[取り組む問題]:
1. 課題文について、次の問いに答える。
(a) 初代「GLORIA」に搭載されたエンジンの型式は何か。
(b) 車名「GLORIA」はラテン語で何を意味するか。
(c) 昭和35(1960)年のマイナーチェンジで、外観上一目でわかる変更点は何か。
2. 課題文の「[プリンス自販発行「プリンスのあゆみ」より]」から「したのが初代「GLORIA」」までを、一字一句そのまま書き写すこと。
3. 課題文によると、車名「GLORIA」はどういう理由で名付けられたとされているか。1〜3文で説明する。

[課題文]:
_ _ _ _ _ _ _

PRINCE GRAND GLORIA
「PRINCE」の名が示している通りもともと高級志向だった富士精密工業は、昭和31(1956)の「第3回全日本自動車ショウ」に6人乗り大型乗用車「BNSJ」
[プリンス自販発行「プリンスのあゆみ」より]
を試作発表している。
その後、昭和32(1957)年に「SKYLINE」
[カタログから]
を発表。
そして、昭和34(1959)年「SKYLINE」をベースにその1500ccをボアアップしたエンジンは1900cc「GB30」型(水冷4気筒直列頭上弁型80HP/4800rpm14.9kg-m/2400rpm)エンジンを搭載し、全面的にグレードアップしたのが初代「GLORIA」
[カタログに挿入されたカード(写真のように見えるが、絵だと聞いた)]
だ。
「SKYLINE」誕生2年後の発売だが、この年、初のJET旅客機がロンドンから羽田に飛来し、当時のアメ車風テールフィンのイメージが更に引き立ったような出来事だったことを想い出す。
車名は当時の皇太子(現上皇)のご成婚を記念しての命名だというが、高級車に相応しい「栄光」を意味するラテン語だ。
次の画像は、プリンス自販が発行した総合カタログからのもので昭和35(1960)年のマイナーチェンジ後のモデル。
外観上一目でわかる変更点が2灯式から国産初の4灯式になったことで、益々高級感を増している。
そして、昭和36(1961)年の更なるパワーアップなどのマイナーチェンジ後、昭和37(1962)年にスカイラインの流れから離れ2代目として大変身を遂げることになる。
初対面の印象は、カルチャーショックとでも言おうか、
一瞬、これは国産車か⁉…と思ったことを想い出す。

_ _ _ _ _ _ _

[データ一覧]:
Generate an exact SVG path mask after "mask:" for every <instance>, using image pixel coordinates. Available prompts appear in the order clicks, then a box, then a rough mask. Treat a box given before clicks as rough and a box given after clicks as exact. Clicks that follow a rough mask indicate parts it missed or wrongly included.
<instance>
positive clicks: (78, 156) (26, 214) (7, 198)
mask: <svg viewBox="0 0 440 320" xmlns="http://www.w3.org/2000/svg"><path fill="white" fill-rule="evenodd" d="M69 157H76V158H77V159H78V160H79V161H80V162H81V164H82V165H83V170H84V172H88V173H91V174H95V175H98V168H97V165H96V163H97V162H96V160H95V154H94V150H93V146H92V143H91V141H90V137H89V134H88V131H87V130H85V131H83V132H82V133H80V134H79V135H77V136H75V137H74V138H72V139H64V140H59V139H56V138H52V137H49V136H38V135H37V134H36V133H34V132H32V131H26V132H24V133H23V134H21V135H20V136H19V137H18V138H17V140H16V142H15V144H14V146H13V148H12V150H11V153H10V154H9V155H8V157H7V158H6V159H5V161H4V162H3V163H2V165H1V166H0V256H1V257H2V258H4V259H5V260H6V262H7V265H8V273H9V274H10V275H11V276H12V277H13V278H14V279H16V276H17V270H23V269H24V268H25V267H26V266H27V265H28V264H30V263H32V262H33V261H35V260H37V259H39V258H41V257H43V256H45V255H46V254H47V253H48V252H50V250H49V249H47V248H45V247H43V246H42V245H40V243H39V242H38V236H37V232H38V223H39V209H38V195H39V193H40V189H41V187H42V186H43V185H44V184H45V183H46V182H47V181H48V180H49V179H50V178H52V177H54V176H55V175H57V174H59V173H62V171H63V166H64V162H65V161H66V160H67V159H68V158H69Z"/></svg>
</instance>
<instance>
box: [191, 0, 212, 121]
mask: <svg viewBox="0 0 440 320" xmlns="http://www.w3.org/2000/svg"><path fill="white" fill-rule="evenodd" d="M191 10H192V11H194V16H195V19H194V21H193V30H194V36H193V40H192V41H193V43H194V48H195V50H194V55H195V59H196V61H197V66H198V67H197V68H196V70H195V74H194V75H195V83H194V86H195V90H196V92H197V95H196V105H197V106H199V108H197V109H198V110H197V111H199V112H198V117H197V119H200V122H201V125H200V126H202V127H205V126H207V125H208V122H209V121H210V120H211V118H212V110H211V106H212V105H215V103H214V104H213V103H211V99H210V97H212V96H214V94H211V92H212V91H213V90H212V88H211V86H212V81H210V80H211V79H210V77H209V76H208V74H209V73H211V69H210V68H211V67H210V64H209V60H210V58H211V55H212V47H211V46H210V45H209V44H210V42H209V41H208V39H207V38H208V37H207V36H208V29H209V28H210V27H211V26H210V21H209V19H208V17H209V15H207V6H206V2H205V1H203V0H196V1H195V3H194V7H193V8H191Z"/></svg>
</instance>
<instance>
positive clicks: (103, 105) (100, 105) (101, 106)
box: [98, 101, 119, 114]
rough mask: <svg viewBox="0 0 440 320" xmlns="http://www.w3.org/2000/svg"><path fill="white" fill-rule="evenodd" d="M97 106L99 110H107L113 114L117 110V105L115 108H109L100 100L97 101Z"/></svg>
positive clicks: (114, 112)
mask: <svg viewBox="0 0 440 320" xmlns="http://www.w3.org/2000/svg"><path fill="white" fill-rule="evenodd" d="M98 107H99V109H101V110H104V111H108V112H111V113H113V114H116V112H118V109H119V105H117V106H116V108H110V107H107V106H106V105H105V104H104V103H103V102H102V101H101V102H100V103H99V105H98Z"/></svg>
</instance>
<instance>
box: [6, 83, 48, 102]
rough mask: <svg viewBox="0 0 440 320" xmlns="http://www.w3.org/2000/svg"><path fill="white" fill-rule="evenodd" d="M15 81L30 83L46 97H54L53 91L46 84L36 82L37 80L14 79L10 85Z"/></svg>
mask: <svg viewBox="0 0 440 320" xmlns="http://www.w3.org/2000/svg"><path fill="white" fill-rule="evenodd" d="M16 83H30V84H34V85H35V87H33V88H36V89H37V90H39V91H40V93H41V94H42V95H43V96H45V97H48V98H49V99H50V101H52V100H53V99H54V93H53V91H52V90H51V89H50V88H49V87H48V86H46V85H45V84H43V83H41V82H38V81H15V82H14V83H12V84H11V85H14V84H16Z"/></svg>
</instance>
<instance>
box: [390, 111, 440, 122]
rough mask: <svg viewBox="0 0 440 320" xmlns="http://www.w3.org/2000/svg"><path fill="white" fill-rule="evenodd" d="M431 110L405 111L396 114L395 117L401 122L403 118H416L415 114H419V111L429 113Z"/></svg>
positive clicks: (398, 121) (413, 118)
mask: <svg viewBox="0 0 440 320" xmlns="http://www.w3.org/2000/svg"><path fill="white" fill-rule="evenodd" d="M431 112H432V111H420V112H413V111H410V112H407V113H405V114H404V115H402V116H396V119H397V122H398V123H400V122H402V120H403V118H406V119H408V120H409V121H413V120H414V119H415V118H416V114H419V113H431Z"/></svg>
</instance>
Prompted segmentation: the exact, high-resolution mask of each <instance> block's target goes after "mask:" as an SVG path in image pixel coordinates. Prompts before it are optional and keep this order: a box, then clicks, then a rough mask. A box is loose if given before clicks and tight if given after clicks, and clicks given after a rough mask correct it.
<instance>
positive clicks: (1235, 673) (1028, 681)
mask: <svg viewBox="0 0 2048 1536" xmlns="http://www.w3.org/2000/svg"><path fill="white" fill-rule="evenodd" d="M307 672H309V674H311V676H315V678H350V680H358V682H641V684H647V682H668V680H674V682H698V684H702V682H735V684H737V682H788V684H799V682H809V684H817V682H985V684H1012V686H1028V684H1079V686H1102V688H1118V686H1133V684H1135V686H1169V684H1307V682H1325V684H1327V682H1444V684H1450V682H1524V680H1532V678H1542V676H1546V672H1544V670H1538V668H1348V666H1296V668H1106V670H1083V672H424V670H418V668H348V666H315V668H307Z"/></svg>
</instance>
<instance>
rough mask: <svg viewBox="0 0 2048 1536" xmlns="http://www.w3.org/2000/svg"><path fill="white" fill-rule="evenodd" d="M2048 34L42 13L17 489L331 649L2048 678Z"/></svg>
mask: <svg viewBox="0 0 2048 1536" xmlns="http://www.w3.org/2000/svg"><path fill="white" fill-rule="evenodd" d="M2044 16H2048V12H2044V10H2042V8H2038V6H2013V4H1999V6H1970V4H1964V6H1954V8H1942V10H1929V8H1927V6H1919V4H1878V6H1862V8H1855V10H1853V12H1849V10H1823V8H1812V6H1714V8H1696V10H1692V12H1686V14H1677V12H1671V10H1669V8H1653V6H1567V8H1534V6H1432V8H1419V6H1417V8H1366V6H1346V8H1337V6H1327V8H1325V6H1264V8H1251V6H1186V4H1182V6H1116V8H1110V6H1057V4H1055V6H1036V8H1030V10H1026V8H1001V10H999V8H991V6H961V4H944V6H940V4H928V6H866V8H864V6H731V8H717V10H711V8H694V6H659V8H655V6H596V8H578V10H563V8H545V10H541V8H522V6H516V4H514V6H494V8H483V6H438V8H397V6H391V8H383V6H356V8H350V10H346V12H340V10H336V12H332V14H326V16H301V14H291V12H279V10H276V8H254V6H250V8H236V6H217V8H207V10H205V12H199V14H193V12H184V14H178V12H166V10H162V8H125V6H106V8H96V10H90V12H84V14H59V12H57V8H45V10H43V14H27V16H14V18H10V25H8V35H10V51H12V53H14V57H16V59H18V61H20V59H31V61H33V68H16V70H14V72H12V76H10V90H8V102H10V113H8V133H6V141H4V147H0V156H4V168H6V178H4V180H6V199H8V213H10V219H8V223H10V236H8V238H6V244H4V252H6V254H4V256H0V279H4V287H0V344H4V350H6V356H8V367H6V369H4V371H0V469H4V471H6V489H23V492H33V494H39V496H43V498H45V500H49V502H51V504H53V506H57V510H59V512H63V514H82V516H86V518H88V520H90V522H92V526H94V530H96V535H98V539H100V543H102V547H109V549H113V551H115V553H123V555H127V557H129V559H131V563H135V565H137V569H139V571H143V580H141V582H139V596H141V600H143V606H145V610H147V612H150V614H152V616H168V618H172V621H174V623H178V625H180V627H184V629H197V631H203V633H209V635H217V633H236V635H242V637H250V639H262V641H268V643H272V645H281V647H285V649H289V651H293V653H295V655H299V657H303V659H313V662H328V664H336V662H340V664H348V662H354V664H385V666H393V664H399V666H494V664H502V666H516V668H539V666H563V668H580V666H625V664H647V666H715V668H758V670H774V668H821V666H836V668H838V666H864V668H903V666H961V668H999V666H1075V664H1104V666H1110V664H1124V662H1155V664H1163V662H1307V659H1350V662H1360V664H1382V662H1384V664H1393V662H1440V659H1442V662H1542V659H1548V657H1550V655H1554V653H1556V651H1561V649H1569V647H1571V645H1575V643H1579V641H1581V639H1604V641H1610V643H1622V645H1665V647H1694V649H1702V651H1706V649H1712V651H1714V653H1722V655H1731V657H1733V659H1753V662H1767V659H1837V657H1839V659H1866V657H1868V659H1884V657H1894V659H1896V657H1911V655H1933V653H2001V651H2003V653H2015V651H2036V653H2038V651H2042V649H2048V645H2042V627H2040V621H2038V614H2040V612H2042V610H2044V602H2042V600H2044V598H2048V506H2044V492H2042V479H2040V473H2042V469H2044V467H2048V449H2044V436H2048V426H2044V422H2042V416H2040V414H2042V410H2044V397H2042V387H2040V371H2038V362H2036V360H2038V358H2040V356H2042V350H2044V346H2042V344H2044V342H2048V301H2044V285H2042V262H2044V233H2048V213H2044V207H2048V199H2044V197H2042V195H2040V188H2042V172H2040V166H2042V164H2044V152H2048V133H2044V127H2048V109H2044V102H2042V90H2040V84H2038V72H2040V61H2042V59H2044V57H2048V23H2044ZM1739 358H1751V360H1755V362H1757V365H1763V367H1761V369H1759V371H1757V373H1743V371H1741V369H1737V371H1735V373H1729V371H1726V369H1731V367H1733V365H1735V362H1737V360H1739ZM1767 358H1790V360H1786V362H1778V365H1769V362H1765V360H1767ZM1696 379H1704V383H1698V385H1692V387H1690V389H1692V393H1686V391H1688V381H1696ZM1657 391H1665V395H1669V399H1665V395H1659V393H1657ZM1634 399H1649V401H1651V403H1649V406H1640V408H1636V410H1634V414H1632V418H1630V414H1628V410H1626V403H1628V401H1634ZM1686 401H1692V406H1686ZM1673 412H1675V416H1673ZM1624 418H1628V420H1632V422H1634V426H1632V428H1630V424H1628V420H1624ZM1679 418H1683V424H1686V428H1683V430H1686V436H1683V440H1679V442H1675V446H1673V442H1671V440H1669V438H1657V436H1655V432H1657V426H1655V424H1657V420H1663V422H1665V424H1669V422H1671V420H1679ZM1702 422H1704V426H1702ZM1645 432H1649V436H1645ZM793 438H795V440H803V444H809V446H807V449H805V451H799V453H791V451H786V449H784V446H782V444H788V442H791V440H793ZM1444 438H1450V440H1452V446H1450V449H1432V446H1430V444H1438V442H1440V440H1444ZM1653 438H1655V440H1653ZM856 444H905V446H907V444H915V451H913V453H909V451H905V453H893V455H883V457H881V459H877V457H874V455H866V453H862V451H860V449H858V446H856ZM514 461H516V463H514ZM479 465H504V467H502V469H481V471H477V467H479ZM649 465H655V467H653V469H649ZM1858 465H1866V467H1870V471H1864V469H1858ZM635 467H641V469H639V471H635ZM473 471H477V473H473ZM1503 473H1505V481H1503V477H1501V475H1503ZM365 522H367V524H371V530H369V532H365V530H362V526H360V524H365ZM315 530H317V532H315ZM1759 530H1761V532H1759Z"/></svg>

_ _ _ _ _ _ _

[演習の解答]:
1.
(a) 1900ccの「GB30」型
(b) 栄光
(c) 2灯式から国産初の4灯式になったこと

2.
[プリンス自販発行「プリンスのあゆみ」より]
を試作発表している。
その後、昭和32(1957)年に「SKYLINE」
[カタログから]
を発表。
そして、昭和34(1959)年「SKYLINE」をベースにその1500ccをボアアップしたエンジンは1900cc「GB30」型(水冷4気筒直列頭上弁型80HP/4800rpm14.9kg-m/2400rpm)エンジンを搭載し、全面的にグレードアップしたのが初代「GLORIA」

3. 当時の皇太子(現上皇)のご成婚を記念しての命名だとされている。また、この車名は高級車に相応しい「栄光」を意味するラテン語である。